## [WHAT IS REQUIRED]
Copy out the full listing exactly, omitting any picture it contains.
==== PROVIDED INFORMATION
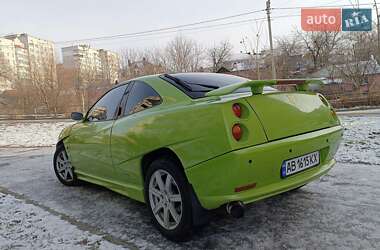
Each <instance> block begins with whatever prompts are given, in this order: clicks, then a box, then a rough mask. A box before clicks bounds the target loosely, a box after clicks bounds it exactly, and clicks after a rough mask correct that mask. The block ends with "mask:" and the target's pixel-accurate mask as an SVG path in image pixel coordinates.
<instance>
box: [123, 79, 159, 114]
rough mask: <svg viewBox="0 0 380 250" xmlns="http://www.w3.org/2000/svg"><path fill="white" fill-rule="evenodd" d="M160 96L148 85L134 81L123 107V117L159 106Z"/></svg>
mask: <svg viewBox="0 0 380 250" xmlns="http://www.w3.org/2000/svg"><path fill="white" fill-rule="evenodd" d="M161 102H162V100H161V96H160V95H159V94H158V93H157V92H156V91H155V90H154V89H153V88H152V87H150V86H149V85H148V84H146V83H143V82H139V81H136V82H135V83H134V84H133V87H132V90H131V91H130V93H129V95H128V99H127V104H126V105H125V109H124V115H131V114H134V113H137V112H140V111H142V110H144V109H148V108H151V107H153V106H156V105H159V104H161Z"/></svg>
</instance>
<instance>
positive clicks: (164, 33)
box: [55, 3, 373, 44]
mask: <svg viewBox="0 0 380 250" xmlns="http://www.w3.org/2000/svg"><path fill="white" fill-rule="evenodd" d="M360 5H362V6H366V5H373V4H372V3H361V4H360ZM327 7H329V8H331V7H352V5H349V4H342V5H319V6H294V7H275V8H271V10H274V11H275V10H294V9H301V8H327ZM265 11H266V9H260V10H253V11H249V12H244V13H239V14H236V15H231V16H225V17H220V18H214V19H208V20H203V21H198V22H193V23H188V24H182V25H176V26H171V27H165V28H158V29H151V30H146V31H141V32H133V33H125V34H117V35H110V36H100V37H92V38H85V39H75V40H67V41H58V42H55V43H56V44H69V43H71V44H74V43H81V42H96V41H103V40H112V39H127V38H128V39H129V38H138V37H145V36H152V35H157V34H158V35H160V34H168V33H174V32H182V31H192V30H199V29H207V28H213V27H222V26H228V25H232V24H239V23H241V24H243V23H248V22H251V21H257V20H265V18H258V19H247V20H239V21H233V22H228V23H221V24H214V25H207V26H200V27H192V28H187V29H182V28H186V27H191V26H197V25H200V24H206V23H212V22H218V21H222V20H227V19H232V18H236V17H242V16H247V15H251V14H255V13H260V12H265ZM287 16H299V15H287ZM287 16H277V17H276V16H274V17H273V18H282V17H287Z"/></svg>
========
## [FINISHED EXERCISE]
Each <instance> block begins with whatever prompts are given, in this order: clicks, then a box, then a rough mask. A box before clicks bounds the target loosely, a box after clicks bounds it exactly, and clicks after a rough mask correct that mask. The block ends with "mask:" and the target's pixel-accurate mask as an SVG path in image pixel coordinates.
<instance>
box: [123, 79, 159, 114]
rough mask: <svg viewBox="0 0 380 250" xmlns="http://www.w3.org/2000/svg"><path fill="white" fill-rule="evenodd" d="M160 96L148 85L134 81L123 107V117L159 106Z"/></svg>
mask: <svg viewBox="0 0 380 250" xmlns="http://www.w3.org/2000/svg"><path fill="white" fill-rule="evenodd" d="M161 102H162V100H161V96H160V95H159V94H158V93H157V92H156V91H155V90H154V89H153V88H152V87H150V86H149V85H148V84H146V83H143V82H139V81H136V82H135V83H134V84H133V87H132V90H131V91H130V93H129V95H128V99H127V104H126V105H125V109H124V115H131V114H134V113H137V112H140V111H142V110H144V109H148V108H151V107H153V106H156V105H159V104H161Z"/></svg>
</instance>
<instance>
positive clicks: (164, 33)
box: [55, 3, 373, 44]
mask: <svg viewBox="0 0 380 250" xmlns="http://www.w3.org/2000/svg"><path fill="white" fill-rule="evenodd" d="M360 5H362V6H366V5H373V4H372V3H361V4H360ZM327 7H329V8H331V7H352V5H349V4H342V5H319V6H294V7H275V8H271V10H274V11H275V10H294V9H301V8H327ZM265 11H266V9H260V10H253V11H249V12H244V13H239V14H236V15H231V16H225V17H220V18H214V19H208V20H203V21H198V22H193V23H188V24H182V25H176V26H171V27H165V28H158V29H151V30H146V31H141V32H133V33H125V34H117V35H110V36H100V37H92V38H85V39H75V40H67V41H58V42H55V43H56V44H69V43H71V44H74V43H81V42H96V41H103V40H112V39H127V38H128V39H129V38H138V37H145V36H152V35H157V34H158V35H160V34H168V33H174V32H182V31H192V30H199V29H207V28H213V27H222V26H228V25H232V24H239V23H241V24H243V23H248V22H251V21H257V20H265V18H258V19H247V20H239V21H233V22H228V23H221V24H214V25H207V26H200V27H192V28H187V29H182V28H186V27H191V26H197V25H200V24H206V23H212V22H218V21H222V20H227V19H232V18H236V17H242V16H247V15H251V14H255V13H260V12H265ZM287 16H299V15H287ZM287 16H277V17H276V16H274V17H273V18H282V17H287Z"/></svg>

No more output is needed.